**Your objective:**
Starting with the line that contains "Task: locate the black and" and going on through the line that contains "x=155 y=200", change "striped jersey" to "striped shirt" and give those lines again with everything else unchanged.

**Raw data:**
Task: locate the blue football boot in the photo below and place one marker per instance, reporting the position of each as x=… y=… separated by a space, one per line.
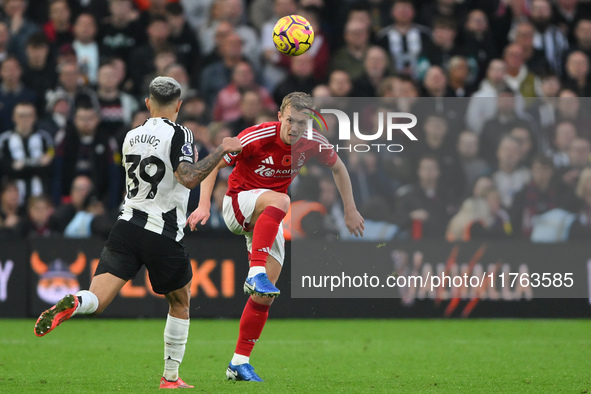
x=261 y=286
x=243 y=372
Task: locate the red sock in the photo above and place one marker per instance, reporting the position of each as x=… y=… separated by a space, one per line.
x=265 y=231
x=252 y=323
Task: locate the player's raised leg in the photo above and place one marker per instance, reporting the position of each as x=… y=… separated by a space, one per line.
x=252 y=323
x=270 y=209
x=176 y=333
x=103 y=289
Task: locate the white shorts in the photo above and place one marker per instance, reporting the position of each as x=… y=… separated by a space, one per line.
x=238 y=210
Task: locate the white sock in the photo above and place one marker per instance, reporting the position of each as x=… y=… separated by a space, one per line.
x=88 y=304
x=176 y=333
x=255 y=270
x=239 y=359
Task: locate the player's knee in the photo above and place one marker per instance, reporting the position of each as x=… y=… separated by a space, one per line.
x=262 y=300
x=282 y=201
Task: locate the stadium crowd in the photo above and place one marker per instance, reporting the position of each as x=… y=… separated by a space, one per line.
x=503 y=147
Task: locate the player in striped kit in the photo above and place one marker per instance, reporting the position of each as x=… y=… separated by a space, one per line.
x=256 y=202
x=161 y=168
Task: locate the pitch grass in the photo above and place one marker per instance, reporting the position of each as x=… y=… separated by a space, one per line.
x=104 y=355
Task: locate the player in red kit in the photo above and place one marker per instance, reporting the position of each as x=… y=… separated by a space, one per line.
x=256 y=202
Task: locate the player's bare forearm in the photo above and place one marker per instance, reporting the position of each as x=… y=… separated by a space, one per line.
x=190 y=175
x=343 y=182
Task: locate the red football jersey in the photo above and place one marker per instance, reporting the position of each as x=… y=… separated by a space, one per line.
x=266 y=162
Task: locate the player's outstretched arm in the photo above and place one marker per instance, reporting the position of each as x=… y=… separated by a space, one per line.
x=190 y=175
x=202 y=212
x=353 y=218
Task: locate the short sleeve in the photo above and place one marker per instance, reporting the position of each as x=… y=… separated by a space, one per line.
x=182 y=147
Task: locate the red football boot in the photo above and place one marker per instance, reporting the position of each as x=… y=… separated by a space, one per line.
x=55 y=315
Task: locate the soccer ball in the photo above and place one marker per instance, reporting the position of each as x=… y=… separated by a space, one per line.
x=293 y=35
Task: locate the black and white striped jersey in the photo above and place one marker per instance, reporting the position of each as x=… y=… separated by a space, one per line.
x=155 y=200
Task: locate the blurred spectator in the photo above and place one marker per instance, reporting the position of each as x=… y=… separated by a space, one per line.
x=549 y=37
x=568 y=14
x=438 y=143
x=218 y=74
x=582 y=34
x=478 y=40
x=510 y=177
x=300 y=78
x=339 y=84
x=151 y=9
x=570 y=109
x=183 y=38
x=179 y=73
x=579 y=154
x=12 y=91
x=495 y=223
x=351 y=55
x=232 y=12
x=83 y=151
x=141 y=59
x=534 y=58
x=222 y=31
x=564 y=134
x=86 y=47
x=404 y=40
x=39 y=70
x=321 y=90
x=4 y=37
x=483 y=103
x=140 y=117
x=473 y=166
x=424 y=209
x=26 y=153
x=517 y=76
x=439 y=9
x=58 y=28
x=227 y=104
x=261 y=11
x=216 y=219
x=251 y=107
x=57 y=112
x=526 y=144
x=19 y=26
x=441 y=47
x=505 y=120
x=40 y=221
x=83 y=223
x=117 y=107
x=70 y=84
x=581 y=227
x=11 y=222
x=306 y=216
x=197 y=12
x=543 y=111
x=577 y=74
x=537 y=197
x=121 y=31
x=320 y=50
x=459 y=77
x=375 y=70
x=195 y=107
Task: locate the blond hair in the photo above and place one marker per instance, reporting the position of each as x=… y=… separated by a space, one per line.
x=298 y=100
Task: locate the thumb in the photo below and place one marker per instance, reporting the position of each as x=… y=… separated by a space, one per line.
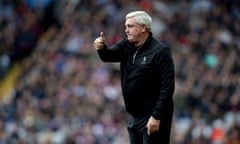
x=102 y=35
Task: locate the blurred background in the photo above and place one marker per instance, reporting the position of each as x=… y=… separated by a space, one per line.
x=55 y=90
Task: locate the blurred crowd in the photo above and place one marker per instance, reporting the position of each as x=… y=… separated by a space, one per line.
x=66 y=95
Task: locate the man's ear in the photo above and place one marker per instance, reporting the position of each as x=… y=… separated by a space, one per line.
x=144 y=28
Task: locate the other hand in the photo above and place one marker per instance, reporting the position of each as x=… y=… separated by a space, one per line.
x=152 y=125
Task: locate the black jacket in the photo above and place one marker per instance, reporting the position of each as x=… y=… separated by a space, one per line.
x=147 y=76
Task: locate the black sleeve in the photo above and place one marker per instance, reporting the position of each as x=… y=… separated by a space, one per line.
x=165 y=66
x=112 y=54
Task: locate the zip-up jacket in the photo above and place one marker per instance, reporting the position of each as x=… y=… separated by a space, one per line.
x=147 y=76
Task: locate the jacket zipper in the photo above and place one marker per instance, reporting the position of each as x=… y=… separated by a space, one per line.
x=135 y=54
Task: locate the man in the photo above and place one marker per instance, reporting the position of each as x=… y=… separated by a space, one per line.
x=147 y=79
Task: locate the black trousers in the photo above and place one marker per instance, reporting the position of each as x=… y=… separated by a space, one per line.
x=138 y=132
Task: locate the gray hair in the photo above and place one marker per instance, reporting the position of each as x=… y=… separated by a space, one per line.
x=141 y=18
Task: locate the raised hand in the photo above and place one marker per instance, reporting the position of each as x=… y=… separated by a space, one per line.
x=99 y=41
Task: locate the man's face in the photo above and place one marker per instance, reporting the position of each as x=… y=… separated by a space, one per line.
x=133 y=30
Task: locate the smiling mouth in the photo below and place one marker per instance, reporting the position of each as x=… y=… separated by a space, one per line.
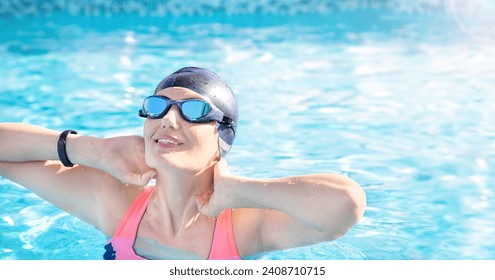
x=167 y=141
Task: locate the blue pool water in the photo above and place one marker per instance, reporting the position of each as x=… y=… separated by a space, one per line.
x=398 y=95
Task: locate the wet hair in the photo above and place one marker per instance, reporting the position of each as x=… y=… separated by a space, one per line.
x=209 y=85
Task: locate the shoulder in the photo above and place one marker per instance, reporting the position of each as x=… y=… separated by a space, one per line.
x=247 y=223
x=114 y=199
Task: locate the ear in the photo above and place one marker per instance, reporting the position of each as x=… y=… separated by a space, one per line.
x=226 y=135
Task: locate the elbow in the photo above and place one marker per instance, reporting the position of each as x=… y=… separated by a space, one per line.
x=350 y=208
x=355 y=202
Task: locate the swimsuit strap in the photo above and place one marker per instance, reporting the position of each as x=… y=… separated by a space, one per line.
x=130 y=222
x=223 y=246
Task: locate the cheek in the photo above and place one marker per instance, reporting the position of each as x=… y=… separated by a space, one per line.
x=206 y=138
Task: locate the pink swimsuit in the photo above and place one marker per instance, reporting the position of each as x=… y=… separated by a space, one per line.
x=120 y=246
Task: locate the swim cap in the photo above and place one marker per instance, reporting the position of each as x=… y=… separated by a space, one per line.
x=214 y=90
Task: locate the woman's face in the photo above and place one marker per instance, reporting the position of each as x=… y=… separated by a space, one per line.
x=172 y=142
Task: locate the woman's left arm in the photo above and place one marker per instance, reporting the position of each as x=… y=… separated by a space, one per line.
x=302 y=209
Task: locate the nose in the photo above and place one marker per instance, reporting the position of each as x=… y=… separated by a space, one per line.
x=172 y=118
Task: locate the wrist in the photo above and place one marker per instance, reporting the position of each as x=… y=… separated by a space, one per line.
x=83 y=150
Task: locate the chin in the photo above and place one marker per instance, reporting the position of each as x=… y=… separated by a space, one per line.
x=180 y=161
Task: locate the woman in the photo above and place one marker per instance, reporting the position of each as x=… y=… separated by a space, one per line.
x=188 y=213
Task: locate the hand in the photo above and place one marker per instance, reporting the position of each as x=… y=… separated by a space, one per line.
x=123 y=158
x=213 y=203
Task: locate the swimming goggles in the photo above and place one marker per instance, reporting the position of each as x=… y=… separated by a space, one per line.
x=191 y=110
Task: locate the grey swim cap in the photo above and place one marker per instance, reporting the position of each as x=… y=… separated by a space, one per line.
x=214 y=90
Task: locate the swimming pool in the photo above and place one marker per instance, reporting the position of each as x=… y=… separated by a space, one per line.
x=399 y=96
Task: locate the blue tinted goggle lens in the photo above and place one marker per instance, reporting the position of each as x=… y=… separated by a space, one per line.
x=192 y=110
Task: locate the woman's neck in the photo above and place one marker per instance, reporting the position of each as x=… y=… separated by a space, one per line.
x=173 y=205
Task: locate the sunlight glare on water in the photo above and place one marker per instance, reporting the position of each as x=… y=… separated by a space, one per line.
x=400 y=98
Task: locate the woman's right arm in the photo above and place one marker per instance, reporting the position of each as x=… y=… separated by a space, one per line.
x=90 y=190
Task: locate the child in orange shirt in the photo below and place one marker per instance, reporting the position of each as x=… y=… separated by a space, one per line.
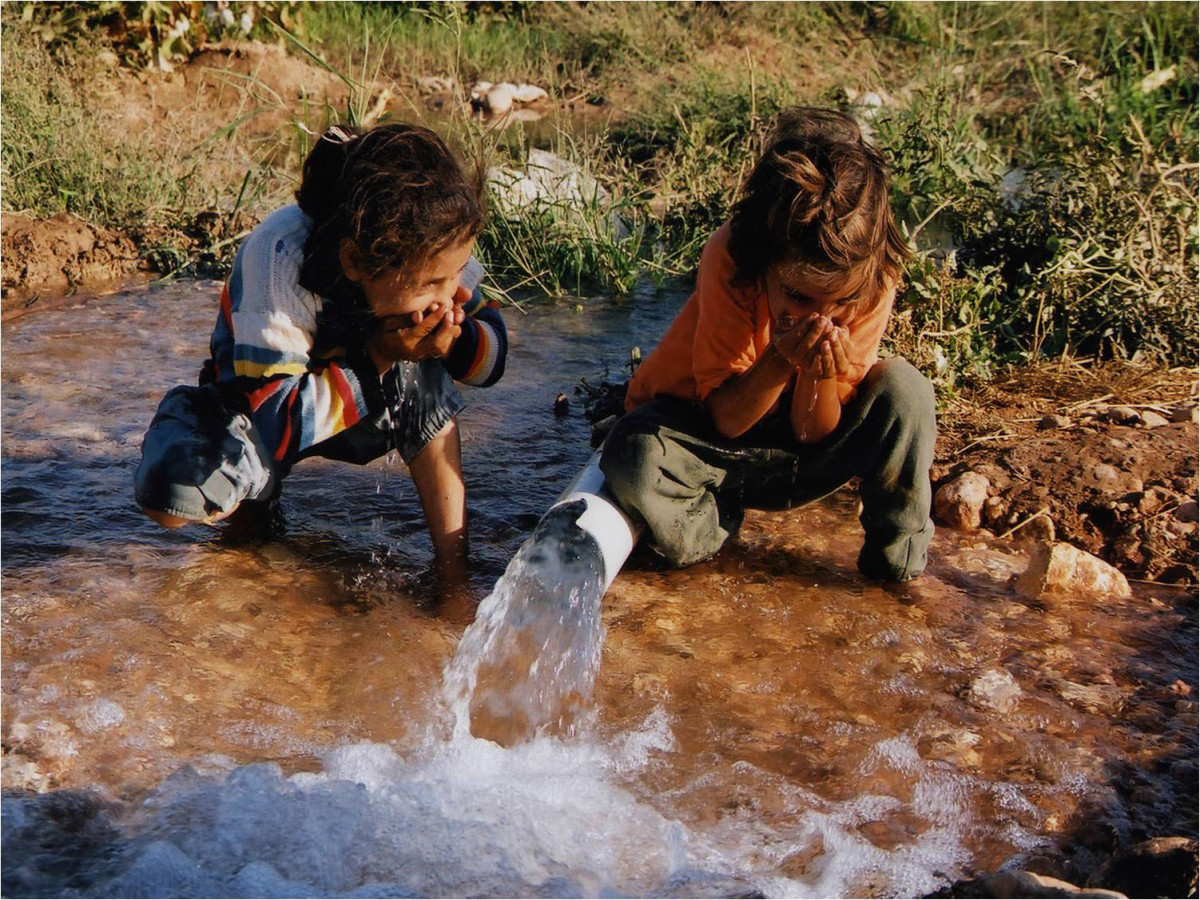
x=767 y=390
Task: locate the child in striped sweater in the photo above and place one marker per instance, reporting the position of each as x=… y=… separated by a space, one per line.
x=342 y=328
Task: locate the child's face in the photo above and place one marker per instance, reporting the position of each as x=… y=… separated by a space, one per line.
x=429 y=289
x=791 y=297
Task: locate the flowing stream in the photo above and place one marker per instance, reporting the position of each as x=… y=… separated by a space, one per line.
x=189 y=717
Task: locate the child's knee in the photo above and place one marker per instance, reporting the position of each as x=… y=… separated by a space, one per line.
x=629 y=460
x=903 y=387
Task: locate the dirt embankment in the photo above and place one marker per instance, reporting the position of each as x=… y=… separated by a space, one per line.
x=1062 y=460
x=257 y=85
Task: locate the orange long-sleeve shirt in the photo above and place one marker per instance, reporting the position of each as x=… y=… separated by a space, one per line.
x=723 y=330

**The reply:**
Task: locate the black and white striped shirt in the photo above and place one marker per instance, reporting the position of each as x=… y=… separated by a space, one per line.
x=155 y=200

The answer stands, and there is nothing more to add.